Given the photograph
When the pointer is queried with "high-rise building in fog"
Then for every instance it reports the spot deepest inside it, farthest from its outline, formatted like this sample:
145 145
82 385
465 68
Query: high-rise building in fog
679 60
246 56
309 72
====
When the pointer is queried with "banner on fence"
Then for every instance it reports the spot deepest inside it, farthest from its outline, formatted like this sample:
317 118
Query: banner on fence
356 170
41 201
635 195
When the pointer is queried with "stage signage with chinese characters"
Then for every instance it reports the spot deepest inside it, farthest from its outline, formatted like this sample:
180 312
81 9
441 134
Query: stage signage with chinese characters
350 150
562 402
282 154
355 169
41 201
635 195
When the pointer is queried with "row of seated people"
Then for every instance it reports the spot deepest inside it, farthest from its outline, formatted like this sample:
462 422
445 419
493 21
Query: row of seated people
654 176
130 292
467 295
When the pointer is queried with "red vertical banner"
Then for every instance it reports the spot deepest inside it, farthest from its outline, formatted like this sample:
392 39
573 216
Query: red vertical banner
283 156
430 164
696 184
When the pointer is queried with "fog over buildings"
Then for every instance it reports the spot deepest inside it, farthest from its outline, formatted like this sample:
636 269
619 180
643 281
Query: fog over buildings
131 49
====
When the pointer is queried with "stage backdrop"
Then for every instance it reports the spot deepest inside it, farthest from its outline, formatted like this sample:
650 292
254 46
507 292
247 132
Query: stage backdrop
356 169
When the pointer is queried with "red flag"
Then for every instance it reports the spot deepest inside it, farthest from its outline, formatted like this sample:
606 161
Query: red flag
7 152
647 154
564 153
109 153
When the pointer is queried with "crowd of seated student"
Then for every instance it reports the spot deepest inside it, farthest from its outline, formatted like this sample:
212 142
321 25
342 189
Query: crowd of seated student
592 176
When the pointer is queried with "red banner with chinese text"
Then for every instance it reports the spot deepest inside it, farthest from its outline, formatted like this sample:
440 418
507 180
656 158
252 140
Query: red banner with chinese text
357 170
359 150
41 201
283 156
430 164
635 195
====
● **Exercise**:
Using the listing above, return all lines where the word "When" occurs.

● **Task solution**:
When the pointer is queried with "high-rise building in fog"
When the pointer is queried with "banner on fence"
When the pointer is queried with "stage signage with chinese characters"
When the pointer is queried with "row of seated people"
When the pointer is queried with "red vertical banner"
When the pointer is queried with "fog over buildings"
When the pointer is queried with "stage backdrop"
When the pointer is queried with "red flag"
When the pointer is queried with "crowd of seated student"
When the pointer is queried with "red banner with chinese text"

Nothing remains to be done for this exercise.